• **Entries shown**:
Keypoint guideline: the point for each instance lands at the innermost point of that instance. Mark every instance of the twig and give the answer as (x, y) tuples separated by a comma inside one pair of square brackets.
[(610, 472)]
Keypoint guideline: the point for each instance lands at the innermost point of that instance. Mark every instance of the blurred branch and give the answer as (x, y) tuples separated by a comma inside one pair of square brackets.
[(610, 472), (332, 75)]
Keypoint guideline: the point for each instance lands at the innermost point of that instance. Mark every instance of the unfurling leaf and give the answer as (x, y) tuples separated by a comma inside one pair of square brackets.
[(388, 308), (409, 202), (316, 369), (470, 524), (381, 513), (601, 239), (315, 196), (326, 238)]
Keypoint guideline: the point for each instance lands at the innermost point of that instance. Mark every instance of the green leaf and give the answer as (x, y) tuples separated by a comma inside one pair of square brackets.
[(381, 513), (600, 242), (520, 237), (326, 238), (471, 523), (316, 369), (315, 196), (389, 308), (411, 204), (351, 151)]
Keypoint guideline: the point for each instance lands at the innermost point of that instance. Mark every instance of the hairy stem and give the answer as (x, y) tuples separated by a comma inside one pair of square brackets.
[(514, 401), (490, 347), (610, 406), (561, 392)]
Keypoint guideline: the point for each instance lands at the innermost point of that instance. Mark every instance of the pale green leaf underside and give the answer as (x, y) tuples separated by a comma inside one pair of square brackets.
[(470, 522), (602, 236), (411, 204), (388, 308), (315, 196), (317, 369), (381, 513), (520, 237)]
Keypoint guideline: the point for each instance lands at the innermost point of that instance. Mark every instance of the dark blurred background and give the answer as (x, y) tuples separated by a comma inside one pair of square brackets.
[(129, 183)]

• **Exercise directions**: Quote the entire listing above exactly.

• **Reply to the task**:
Keypoint guideline: the point for each instance lands at the innermost point of that instance. Mark every instance of the twig and give the answer as (x, y) tuples separated by a comma inside one pair of square brackets.
[(610, 472)]
Keypoint guideline: the point for each instance lands at the innermost point of that instance. Mark every instance of the blurred branch and give the answer as (x, y) tuples separated by a comma inside one pair of square brackets.
[(610, 472), (332, 75)]
Keypoint guideline: the point for each instance lands at the innermost point of that instance. Mark every instance of the unfurling leaf and give the answer as (x, y) tuples separated by a comma inside one pair of square brackets.
[(388, 308), (409, 202), (316, 369), (470, 524), (381, 513), (601, 239), (315, 196), (326, 238)]
Keypoint guideline: the point for each instance lands at the innermost point of that instance. Mark every instance of the green leaf and give the answer as (x, y) tuples separated by a comma inside one pair of square brackets.
[(381, 513), (600, 242), (520, 237), (326, 238), (471, 523), (316, 369), (315, 196), (389, 308), (411, 204), (351, 151)]
Keypoint guideline: the point for each instance lands at the innermost point of that instance. Mark every instance of the hairy stem and give the answer as (x, y) tuples separated by a comma inside one pair of square brackets.
[(514, 401), (490, 347), (610, 406), (561, 392)]
Keypoint guideline: the point for each instance lands at the innermost point of that instance. Mark every instance of the pale green leaf underside and give the answer as (x, y) tuples separated by a comma inside one pair of square brackets.
[(470, 522), (602, 236), (411, 204), (388, 308), (315, 196), (317, 369), (381, 513), (520, 237)]
Keypoint guideline: the point for each instance lands at the innermost point of that instance. Mark every instance of the dark blurred background and give the answer as (x, y) tuples separated by a comma inside one pair of square brackets.
[(129, 183)]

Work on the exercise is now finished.